═══ WORKING DATA ═══

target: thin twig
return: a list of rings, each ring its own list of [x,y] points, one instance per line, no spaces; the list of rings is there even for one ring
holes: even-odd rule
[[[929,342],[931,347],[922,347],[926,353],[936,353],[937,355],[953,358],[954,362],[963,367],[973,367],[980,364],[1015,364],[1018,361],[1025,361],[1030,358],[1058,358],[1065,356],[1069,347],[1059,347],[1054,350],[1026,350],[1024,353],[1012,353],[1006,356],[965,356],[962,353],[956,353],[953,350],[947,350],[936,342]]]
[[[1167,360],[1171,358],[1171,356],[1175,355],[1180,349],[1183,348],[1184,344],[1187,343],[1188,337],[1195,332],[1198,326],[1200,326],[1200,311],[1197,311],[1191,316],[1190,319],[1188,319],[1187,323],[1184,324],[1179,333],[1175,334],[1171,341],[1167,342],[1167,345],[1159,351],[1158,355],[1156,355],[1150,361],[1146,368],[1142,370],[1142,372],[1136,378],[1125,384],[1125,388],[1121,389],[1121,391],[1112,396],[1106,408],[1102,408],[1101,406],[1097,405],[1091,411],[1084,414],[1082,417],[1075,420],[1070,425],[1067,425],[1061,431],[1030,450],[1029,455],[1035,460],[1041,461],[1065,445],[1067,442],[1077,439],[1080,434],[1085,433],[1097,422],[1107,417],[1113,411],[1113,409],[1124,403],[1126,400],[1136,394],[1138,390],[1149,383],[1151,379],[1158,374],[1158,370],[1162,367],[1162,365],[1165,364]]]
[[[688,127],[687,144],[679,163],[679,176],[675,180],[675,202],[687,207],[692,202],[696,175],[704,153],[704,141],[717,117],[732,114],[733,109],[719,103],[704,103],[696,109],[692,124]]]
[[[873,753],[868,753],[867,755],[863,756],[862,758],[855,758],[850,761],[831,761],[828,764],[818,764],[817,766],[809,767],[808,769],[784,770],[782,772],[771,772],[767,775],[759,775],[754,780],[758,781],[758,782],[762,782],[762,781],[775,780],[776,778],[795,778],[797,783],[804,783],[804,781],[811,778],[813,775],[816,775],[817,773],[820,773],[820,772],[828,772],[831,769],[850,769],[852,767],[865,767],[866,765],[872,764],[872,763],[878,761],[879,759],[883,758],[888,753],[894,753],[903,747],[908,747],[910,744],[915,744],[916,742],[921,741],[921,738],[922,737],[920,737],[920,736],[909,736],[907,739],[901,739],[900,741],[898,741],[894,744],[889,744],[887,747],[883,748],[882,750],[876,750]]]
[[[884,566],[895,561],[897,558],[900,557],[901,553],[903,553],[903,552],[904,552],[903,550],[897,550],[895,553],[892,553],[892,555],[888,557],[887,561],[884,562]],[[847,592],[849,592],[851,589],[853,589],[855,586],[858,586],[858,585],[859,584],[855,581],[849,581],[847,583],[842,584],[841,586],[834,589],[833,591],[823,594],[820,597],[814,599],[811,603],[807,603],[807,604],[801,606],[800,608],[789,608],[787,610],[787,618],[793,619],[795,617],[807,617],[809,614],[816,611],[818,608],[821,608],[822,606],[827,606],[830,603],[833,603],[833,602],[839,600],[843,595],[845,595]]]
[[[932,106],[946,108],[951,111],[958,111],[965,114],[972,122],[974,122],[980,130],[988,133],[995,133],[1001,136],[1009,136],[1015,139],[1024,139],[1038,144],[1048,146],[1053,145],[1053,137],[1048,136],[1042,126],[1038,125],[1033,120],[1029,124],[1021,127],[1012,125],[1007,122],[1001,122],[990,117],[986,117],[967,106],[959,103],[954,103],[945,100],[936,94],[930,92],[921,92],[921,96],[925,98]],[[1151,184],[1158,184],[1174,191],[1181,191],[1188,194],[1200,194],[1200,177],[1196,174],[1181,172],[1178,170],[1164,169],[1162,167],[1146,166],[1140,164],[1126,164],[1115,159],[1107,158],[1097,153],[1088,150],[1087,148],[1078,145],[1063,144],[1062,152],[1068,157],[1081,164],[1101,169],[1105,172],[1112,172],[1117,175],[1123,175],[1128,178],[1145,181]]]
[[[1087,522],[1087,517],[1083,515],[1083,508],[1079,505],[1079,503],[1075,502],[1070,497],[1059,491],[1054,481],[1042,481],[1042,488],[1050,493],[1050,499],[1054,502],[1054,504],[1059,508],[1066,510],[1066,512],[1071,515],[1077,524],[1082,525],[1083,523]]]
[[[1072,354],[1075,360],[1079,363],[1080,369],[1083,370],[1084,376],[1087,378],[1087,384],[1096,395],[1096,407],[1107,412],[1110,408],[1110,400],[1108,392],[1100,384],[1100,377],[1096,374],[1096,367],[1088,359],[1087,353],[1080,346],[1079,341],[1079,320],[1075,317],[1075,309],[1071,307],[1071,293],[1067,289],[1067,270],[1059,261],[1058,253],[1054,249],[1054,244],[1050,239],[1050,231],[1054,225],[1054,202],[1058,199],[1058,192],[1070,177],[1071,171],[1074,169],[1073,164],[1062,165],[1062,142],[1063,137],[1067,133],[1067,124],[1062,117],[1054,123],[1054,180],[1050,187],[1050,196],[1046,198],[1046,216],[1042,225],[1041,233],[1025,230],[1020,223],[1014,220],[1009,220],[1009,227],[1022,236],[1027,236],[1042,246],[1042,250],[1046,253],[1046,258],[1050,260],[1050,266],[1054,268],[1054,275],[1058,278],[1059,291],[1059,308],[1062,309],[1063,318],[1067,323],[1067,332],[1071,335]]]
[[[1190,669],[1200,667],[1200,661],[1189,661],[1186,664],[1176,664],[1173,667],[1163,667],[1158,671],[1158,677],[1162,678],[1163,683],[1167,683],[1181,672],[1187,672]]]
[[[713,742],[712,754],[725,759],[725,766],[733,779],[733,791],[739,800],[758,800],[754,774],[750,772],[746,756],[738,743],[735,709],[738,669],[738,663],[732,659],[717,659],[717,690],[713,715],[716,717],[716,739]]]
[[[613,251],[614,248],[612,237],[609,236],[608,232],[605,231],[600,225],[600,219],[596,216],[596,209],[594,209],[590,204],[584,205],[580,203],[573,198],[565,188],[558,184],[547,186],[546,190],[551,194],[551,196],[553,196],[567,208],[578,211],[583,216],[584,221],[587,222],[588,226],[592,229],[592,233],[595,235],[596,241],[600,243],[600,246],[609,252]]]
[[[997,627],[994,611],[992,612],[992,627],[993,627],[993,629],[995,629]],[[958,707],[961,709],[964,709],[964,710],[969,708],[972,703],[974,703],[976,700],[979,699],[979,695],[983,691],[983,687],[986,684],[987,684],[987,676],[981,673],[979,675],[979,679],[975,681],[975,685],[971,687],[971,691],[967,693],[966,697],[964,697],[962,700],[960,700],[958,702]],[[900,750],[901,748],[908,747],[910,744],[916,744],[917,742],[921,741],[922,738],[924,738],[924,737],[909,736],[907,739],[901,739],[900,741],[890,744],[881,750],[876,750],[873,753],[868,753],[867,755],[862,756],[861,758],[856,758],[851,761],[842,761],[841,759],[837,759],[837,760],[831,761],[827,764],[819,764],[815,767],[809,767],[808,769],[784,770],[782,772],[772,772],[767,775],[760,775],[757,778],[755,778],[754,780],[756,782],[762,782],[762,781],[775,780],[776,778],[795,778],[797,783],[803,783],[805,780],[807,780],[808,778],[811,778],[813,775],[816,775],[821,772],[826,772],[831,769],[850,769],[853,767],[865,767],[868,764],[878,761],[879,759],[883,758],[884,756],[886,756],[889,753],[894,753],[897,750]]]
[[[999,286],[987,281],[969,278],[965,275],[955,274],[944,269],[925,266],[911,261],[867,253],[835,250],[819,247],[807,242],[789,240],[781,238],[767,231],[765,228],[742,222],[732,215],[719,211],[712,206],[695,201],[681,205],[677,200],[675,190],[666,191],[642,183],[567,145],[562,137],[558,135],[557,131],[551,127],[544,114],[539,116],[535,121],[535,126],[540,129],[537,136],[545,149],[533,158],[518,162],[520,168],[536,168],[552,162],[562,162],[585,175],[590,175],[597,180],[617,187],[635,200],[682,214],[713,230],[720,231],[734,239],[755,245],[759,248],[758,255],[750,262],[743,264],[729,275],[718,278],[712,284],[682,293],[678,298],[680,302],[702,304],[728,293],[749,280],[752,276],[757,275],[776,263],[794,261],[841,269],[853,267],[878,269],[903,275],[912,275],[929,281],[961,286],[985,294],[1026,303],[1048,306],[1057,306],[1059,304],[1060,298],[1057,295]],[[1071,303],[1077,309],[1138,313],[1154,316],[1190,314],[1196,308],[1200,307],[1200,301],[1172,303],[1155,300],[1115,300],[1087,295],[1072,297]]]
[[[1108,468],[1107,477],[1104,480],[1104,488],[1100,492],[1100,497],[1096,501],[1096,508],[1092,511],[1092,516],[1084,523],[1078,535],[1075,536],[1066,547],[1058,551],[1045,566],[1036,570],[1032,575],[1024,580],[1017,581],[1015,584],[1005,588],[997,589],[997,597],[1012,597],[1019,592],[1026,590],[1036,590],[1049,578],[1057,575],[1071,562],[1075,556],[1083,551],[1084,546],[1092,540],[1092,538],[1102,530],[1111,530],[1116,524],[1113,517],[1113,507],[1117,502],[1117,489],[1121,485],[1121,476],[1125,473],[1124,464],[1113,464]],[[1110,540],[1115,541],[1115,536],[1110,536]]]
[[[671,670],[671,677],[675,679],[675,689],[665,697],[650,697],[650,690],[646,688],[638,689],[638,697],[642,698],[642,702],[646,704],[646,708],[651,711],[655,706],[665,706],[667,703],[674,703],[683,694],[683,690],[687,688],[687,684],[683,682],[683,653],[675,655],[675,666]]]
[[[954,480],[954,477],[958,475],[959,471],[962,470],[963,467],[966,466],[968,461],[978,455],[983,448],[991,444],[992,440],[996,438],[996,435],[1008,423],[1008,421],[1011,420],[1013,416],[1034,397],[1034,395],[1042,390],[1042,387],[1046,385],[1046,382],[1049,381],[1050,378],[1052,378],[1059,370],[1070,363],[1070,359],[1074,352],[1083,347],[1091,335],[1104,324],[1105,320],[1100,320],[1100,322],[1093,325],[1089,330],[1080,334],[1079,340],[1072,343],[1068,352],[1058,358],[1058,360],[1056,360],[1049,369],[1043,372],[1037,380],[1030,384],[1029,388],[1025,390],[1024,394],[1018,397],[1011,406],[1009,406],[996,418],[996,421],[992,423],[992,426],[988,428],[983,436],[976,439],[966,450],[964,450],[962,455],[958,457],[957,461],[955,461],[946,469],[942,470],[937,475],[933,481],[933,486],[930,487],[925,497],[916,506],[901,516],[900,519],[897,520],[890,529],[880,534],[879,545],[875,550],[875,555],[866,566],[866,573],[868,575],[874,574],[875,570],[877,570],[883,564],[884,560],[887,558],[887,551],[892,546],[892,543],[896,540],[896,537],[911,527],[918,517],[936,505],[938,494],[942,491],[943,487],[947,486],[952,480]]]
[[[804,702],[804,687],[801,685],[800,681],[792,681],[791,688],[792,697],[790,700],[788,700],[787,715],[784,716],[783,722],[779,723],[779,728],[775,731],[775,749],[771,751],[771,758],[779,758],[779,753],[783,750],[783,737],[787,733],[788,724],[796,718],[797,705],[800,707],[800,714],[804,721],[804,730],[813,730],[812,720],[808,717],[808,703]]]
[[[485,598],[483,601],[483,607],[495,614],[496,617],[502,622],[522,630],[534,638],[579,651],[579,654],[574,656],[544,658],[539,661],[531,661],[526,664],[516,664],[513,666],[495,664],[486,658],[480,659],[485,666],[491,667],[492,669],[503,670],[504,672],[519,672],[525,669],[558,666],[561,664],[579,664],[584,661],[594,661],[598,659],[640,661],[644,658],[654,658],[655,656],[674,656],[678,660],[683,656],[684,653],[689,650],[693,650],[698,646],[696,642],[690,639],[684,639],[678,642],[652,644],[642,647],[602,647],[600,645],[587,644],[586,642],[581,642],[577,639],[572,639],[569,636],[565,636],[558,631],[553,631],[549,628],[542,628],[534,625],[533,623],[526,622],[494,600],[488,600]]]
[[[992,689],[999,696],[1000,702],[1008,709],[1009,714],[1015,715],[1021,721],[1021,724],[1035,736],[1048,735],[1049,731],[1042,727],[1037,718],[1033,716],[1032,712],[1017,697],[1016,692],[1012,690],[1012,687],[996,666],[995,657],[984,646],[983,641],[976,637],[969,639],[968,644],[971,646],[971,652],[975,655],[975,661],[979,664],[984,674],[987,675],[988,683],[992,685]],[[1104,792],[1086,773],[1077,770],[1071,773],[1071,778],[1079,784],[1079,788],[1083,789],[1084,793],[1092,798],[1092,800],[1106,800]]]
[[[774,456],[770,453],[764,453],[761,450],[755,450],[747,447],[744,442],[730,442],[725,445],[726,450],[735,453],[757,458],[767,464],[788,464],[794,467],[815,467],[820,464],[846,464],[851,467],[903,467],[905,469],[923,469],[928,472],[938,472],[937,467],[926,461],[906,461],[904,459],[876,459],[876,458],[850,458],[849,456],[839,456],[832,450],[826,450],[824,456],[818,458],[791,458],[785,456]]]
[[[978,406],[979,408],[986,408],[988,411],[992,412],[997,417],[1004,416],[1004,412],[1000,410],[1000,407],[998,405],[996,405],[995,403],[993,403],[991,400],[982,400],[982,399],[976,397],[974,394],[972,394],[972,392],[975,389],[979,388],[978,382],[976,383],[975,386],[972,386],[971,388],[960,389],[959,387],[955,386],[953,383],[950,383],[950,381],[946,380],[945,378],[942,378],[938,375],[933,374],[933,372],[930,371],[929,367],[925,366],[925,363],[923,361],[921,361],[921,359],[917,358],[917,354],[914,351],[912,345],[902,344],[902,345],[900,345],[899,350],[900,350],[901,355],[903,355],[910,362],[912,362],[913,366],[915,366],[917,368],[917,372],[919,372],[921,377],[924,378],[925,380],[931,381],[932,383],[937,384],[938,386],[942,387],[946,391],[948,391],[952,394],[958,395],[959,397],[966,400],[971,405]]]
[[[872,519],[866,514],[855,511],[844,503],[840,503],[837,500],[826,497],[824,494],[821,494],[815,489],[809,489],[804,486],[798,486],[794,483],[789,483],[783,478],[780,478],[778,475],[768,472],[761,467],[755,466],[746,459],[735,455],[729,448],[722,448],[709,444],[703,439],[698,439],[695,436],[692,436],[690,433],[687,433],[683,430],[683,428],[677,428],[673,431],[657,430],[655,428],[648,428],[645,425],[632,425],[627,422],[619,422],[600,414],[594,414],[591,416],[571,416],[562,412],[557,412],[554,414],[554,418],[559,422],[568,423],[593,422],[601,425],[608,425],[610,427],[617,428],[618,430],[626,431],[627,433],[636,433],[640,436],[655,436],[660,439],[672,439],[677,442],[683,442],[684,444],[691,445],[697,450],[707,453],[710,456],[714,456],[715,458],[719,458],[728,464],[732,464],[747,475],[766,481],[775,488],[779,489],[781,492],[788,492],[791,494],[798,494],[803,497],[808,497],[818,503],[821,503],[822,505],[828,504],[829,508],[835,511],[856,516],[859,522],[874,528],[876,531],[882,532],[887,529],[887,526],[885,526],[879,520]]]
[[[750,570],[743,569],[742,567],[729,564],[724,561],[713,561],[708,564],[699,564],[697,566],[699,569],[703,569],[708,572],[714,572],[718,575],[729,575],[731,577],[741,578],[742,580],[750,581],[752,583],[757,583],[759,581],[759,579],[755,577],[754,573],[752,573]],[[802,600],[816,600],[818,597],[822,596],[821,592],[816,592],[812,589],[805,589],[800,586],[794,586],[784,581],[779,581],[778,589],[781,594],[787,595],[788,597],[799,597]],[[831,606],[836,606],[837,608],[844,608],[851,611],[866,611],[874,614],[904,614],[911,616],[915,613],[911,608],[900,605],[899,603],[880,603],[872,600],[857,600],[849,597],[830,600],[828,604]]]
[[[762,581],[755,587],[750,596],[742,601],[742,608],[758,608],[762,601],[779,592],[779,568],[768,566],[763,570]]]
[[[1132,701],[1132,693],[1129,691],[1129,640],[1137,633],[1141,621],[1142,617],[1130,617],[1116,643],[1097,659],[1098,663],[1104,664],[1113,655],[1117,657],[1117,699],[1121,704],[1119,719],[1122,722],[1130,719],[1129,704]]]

═══

** ACTIVITY **
Could you return, word for word, only the lines running from the first line of the material above to the line that contains "return: a list", inclusive?

** OUTPUT OF THE TASK **
target: thin twig
return: a list of rings, each ring its own list of [x,y] points, one instance per line, no spaces; the list of rings is there even for one ring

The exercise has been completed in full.